Selected text:

There was an interesting editorial item in The Economist that unintentionally says a lot about the impact of government intervention on industry. In the last generation, the average number of working hours needed to purchase an automobile, clothing or other consumer goods has fallen by 50%. There are only three industries that completely defy this trend; healthcare, education and housing.
For hundreds of years, the Chinese have sarcastically referred to secure bureaucratic jobs as an “Iron Rice Bowl.” Whether you worked in the Emperor’s Palace or for the Communist Party, being a faceless worker in a large faceless organization may not have brought wealth, but it also meant you wouldn’t starve.
Why are Healthcare, education and housing exempt from long term trends? Since 1973, the purchasing power of the median wage has remained essentially flat after adjusting for inflation. During that time, the real cost of a higher education rose by over 500%. That comes as no surprise to anyone with a college-aged child. The top-tier state university that I attended in the 70’s cost about $3,000 a year for tuition, room and board. Today it is more like $40,000.
Inflation over the same time has raised the average cost of a dollar’s worth of goods to $5.32. A dollar’s worth of medical treatment, on the other hand, now costs $11.21. As a percentage of all goods and services in the nation (GDP) healthcare has risen from 7% to 16% of our economy in that time.
Housing has risen and fallen with the economy, and except for rental rates in major cities is currently considered to be at the high end of the affordable range (around 30% of household income). The US economy as a whole, however, is working through its 8th year of recovery from the subprime lending fiasco and subsequent collapse of real estate values.
The three Iron Rice Bowl industries of healthcare, education and housing are still competitive on a microeconomic scale. Businesses grow and fail. People make fortunes and lose jobs. From a macroeconomic perspective, however, these are industries that the government deems critical for social reasons. That government support has distorted market forces to the point where those three sectors no longer respond to normal supply and demand elasticity.
This is not just a phenomenon of the Obama administration. For forty years successive Federal Governments have embraced the cause of social engineering with tax revenues. The result is a generation of college students laboring under a trillion dollars of too-easy-to-incur debt. It is a health care market that is squeezing wages and business profits. It is a housing market that caused the biggest downturn since the Great Depression. All of these cripple, rather than support, a strong middle class.
During that time Americans have come to accept that government should play a major role in the financial support of the Iron Rice Bowl industries. Perhaps it is time we stepped back and considered the results.

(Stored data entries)
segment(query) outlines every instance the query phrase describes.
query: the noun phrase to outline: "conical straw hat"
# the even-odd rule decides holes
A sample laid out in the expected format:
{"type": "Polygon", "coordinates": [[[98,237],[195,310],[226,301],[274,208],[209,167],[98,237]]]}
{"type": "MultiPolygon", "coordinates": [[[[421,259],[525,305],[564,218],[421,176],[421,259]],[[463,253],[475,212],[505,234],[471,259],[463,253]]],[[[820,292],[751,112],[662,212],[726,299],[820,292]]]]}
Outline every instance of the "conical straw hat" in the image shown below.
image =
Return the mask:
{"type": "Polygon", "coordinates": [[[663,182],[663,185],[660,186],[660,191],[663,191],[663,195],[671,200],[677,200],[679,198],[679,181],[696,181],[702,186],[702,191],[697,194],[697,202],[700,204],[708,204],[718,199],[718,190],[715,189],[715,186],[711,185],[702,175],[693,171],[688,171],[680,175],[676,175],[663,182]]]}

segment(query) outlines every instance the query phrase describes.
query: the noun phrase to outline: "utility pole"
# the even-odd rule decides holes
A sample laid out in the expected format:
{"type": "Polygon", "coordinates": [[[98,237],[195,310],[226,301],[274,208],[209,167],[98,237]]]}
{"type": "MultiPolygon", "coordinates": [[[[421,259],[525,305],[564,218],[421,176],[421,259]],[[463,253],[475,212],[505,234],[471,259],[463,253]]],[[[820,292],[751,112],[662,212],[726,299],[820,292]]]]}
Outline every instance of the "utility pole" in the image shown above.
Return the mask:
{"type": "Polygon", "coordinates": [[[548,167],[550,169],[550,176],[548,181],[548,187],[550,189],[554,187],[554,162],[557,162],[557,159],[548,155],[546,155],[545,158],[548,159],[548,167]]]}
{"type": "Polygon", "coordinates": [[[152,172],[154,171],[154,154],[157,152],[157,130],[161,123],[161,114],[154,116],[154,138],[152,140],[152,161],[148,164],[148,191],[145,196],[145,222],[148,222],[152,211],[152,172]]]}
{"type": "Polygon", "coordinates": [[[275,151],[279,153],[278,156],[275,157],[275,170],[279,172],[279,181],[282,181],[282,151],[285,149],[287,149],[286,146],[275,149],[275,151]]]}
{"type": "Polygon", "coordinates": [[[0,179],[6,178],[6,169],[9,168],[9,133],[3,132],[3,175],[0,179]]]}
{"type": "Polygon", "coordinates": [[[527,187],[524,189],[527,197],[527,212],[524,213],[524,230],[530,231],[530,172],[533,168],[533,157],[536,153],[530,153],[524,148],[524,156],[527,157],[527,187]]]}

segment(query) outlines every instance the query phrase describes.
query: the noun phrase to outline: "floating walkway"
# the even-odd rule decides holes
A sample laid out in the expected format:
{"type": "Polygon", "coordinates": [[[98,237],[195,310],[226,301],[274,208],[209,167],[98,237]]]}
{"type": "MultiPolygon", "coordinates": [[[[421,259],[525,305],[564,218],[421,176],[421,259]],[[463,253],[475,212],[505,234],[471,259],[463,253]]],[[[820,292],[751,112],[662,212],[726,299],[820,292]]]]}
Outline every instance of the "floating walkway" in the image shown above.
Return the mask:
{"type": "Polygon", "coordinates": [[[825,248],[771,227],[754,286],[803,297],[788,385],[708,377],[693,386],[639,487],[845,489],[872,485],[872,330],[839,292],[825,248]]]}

Tasks and exercises:
[1] In the essay on the Iron Rice Bowl industries, transcribe the part that opens with the words containing "For hundreds of" and closes with "more like $40,000.".
[2] According to the essay on the Iron Rice Bowl industries, what does a dollar's worth of medical treatment now cost?

Task results:
[1]
For hundreds of years, the Chinese have sarcastically referred to secure bureaucratic jobs as an “Iron Rice Bowl.” Whether you worked in the Emperor’s Palace or for the Communist Party, being a faceless worker in a large faceless organization may not have brought wealth, but it also meant you wouldn’t starve.
Why are Healthcare, education and housing exempt from long term trends? Since 1973, the purchasing power of the median wage has remained essentially flat after adjusting for inflation. During that time, the real cost of a higher education rose by over 500%. That comes as no surprise to anyone with a college-aged child. The top-tier state university that I attended in the 70’s cost about $3,000 a year for tuition, room and board. Today it is more like $40,000.

[2] $11.21